* [TEXTO PROPORCIONADO]
======
Pese a su inanidad, la lengua de madera está impidiendo que la socialdemocracia distinga entre los problemas políticos inaplazables y las elucubraciones sobre el futuro del mundo. Del futuro del mundo, ni ahora ni nunca se ha sabido lo bastante. El único conocimiento cierto es de los problemas políticos inaplazables, y entre estos el más inaplazable es el que ha fijado su epicentro en Europa. La Unión es hoy la única zona monetaria donde sigue en vigor la insensata utopía de la desregulación de los mercados, no por una deliberada decisión de los Veintisiete, sino porque la crisis estalló cuando el euro estaba a medio construir. Sin un Banco Central con plenas competencias y una fiscalidad común que lo respalde, los Estados de la eurozona poco o nada pueden contra los mercados desregulados, a los que se enfrentan sin reglas, que fueron abrogadas mientras duró la fiesta mundial, y sin instrumentos, que no han sido creados por la Unión. Primero sucumbió Grecia y más tarde Irlanda y Portugal, y ningún Gobierno en Europa, ni socialdemócrata ni conservador, parece preocuparse de evitar nuevas víctimas, sino de no ser la próxima en la lista.
======
* [REGISTROS]
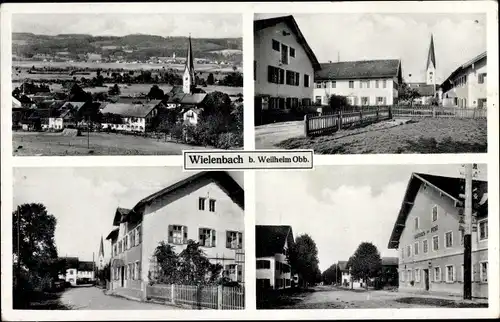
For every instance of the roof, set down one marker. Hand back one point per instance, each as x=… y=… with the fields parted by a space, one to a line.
x=383 y=68
x=448 y=186
x=222 y=178
x=130 y=110
x=292 y=24
x=390 y=261
x=462 y=68
x=270 y=240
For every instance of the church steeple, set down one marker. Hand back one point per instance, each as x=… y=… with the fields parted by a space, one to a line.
x=188 y=80
x=431 y=65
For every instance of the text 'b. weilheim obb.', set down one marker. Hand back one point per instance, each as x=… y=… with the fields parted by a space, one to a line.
x=242 y=160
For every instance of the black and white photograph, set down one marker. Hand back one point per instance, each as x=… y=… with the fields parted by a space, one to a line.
x=129 y=238
x=126 y=84
x=373 y=236
x=387 y=83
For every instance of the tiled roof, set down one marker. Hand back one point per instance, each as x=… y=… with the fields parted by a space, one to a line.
x=270 y=240
x=359 y=69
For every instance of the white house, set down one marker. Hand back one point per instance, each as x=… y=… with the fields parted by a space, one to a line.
x=272 y=243
x=466 y=86
x=367 y=82
x=428 y=233
x=134 y=117
x=206 y=207
x=284 y=65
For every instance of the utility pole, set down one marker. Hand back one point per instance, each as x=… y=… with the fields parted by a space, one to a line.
x=467 y=233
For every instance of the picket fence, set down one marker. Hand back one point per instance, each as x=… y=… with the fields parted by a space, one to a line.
x=215 y=297
x=325 y=124
x=438 y=111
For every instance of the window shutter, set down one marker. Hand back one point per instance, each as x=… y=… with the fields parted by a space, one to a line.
x=228 y=239
x=170 y=234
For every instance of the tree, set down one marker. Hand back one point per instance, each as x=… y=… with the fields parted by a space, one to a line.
x=156 y=93
x=365 y=263
x=303 y=259
x=210 y=79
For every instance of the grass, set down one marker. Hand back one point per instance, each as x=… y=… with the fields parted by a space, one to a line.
x=426 y=135
x=43 y=143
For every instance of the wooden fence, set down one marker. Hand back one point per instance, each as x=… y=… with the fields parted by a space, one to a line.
x=216 y=297
x=325 y=124
x=438 y=111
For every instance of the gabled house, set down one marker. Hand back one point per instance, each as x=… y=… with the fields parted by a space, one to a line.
x=271 y=247
x=428 y=233
x=206 y=207
x=366 y=82
x=284 y=65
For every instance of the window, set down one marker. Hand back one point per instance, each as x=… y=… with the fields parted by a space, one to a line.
x=448 y=239
x=201 y=203
x=425 y=246
x=481 y=78
x=284 y=54
x=276 y=45
x=435 y=243
x=450 y=273
x=434 y=213
x=234 y=240
x=211 y=205
x=207 y=237
x=483 y=273
x=263 y=264
x=483 y=229
x=306 y=80
x=177 y=234
x=437 y=274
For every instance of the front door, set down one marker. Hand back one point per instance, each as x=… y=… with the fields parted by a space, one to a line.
x=426 y=279
x=122 y=276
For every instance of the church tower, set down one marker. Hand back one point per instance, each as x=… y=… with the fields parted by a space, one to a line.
x=100 y=263
x=431 y=65
x=188 y=80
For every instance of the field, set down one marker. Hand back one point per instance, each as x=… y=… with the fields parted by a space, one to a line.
x=43 y=144
x=426 y=135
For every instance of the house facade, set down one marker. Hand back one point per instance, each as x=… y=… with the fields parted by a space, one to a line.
======
Reproduzca íntegramente y sin ninguna alteración el texto proporcionado. Los registros no hacen falta para resolver lo que se pide.

Pese a su inanidad, la lengua de madera está impidiendo que la socialdemocracia distinga entre los problemas políticos inaplazables y las elucubraciones sobre el futuro del mundo. Del futuro del mundo, ni ahora ni nunca se ha sabido lo bastante. El único conocimiento cierto es de los problemas políticos inaplazables, y entre estos el más inaplazable es el que ha fijado su epicentro en Europa. La Unión es hoy la única zona monetaria donde sigue en vigor la insensata utopía de la desregulación de los mercados, no por una deliberada decisión de los Veintisiete, sino porque la crisis estalló cuando el euro estaba a medio construir. Sin un Banco Central con plenas competencias y una fiscalidad común que lo respalde, los Estados de la eurozona poco o nada pueden contra los mercados desregulados, a los que se enfrentan sin reglas, que fueron abrogadas mientras duró la fiesta mundial, y sin instrumentos, que no han sido creados por la Unión. Primero sucumbió Grecia y más tarde Irlanda y Portugal, y ningún Gobierno en Europa, ni socialdemócrata ni conservador, parece preocuparse de evitar nuevas víctimas, sino de no ser la próxima en la lista.